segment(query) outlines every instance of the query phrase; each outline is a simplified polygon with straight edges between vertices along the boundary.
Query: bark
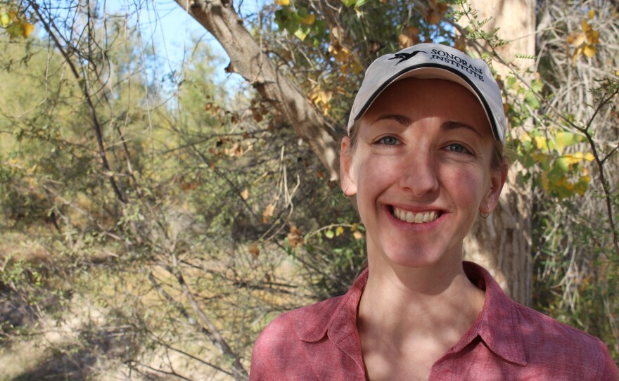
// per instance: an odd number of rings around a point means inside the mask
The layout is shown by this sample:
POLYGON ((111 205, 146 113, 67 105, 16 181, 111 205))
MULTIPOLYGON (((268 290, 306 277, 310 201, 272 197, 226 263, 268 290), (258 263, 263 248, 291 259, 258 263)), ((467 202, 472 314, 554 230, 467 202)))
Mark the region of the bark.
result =
POLYGON ((231 0, 175 0, 224 47, 230 58, 228 70, 237 72, 294 129, 328 172, 339 179, 338 141, 322 115, 298 87, 278 70, 243 25, 231 0))
MULTIPOLYGON (((492 18, 485 26, 487 32, 499 28, 503 39, 509 40, 497 53, 505 62, 522 72, 534 63, 516 55, 535 53, 535 2, 533 0, 469 0, 479 11, 480 20, 492 18)), ((497 73, 505 78, 512 69, 493 63, 497 73)), ((510 131, 512 137, 521 131, 510 131)), ((531 192, 518 186, 515 174, 518 163, 511 170, 499 205, 487 219, 478 219, 464 242, 464 257, 487 269, 505 292, 513 299, 530 304, 531 192)))

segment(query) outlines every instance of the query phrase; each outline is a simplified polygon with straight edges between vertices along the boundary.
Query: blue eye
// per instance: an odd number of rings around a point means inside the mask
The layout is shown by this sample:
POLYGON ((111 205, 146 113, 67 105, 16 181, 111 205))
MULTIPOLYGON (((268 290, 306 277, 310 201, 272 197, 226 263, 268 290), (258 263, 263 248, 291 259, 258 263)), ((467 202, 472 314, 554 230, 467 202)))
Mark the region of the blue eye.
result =
POLYGON ((385 146, 395 146, 399 141, 393 136, 385 136, 384 138, 381 138, 377 143, 384 144, 385 146))
POLYGON ((464 146, 462 146, 461 144, 457 144, 455 143, 449 144, 447 146, 447 150, 458 153, 471 153, 470 152, 468 152, 468 150, 464 148, 464 146))

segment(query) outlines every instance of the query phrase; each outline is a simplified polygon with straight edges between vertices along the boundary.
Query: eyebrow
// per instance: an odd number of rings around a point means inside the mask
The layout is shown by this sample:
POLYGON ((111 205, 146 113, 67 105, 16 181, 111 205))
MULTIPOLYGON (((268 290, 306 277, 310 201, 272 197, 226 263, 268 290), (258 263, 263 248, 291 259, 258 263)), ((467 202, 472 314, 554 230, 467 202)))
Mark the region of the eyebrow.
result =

^^^^^^^^

> [課題の説明]: 上の記録をすべて、「Mark the region of the」を「Outline the area of the」に置き換えて書き直しなさい。ほかの部分は変えず、画像は解答に含めないこと。

> [本問の解答]:
segment(query) outlines every instance of the query phrase; each outline is a simplified polygon with straight edges between vertices along the boundary.
Query: bark
// per instance: an odd number of rings around a point means inside the mask
The layout is shown by this sample:
POLYGON ((111 205, 146 113, 67 105, 16 181, 111 205))
MULTIPOLYGON (((268 290, 306 277, 310 201, 272 197, 226 263, 268 290), (258 263, 263 248, 291 259, 258 263)), ((467 202, 472 314, 554 230, 467 202)))
Outline the area of the bark.
result =
POLYGON ((231 0, 175 0, 224 47, 230 58, 228 70, 237 72, 294 129, 328 172, 339 179, 338 141, 322 115, 298 87, 278 70, 243 25, 231 0))
MULTIPOLYGON (((492 18, 485 26, 487 32, 499 28, 503 39, 509 40, 497 53, 505 62, 522 72, 534 63, 516 55, 535 53, 535 2, 533 0, 469 0, 479 11, 480 20, 492 18)), ((497 73, 505 78, 512 69, 493 63, 497 73)), ((510 131, 512 137, 521 131, 510 131)), ((531 192, 518 186, 515 174, 518 163, 511 170, 499 205, 487 219, 478 219, 464 242, 464 257, 487 269, 505 292, 513 299, 530 304, 531 192)))

segment(query) outlines every instance of the query phrase; each outline is a simplified polygon with straight edges between vertices along the boundary.
Query: blue eye
// per instance: an odd number of rings around a point means inside the mask
The layout is shown by this sample:
POLYGON ((111 205, 146 113, 67 105, 16 181, 111 205))
MULTIPOLYGON (((268 290, 306 277, 310 201, 272 197, 226 263, 268 290), (258 263, 263 248, 291 259, 258 263)), ((467 202, 472 314, 554 230, 467 202)))
Outline the area of the blue eye.
result =
POLYGON ((385 146, 395 146, 399 141, 393 136, 385 136, 384 138, 381 138, 377 143, 384 144, 385 146))
POLYGON ((464 146, 462 146, 461 144, 457 144, 455 143, 449 144, 447 146, 447 150, 458 153, 471 153, 470 152, 468 152, 468 150, 464 148, 464 146))

segment(query) outlines every instance of the query phrase; each outline is a simplified polygon with straight edges between vertices along the boundary.
Query: eyebrow
// per instance: an odd number of rings around a point means inside the mask
The layout is shown by this sample:
POLYGON ((111 205, 146 113, 67 105, 16 181, 111 205))
MULTIPOLYGON (((268 290, 306 277, 310 201, 272 197, 226 263, 268 290), (258 263, 263 248, 291 259, 258 263)), ((467 202, 472 314, 554 230, 467 202)))
Outline the area of the eyebrow.
result =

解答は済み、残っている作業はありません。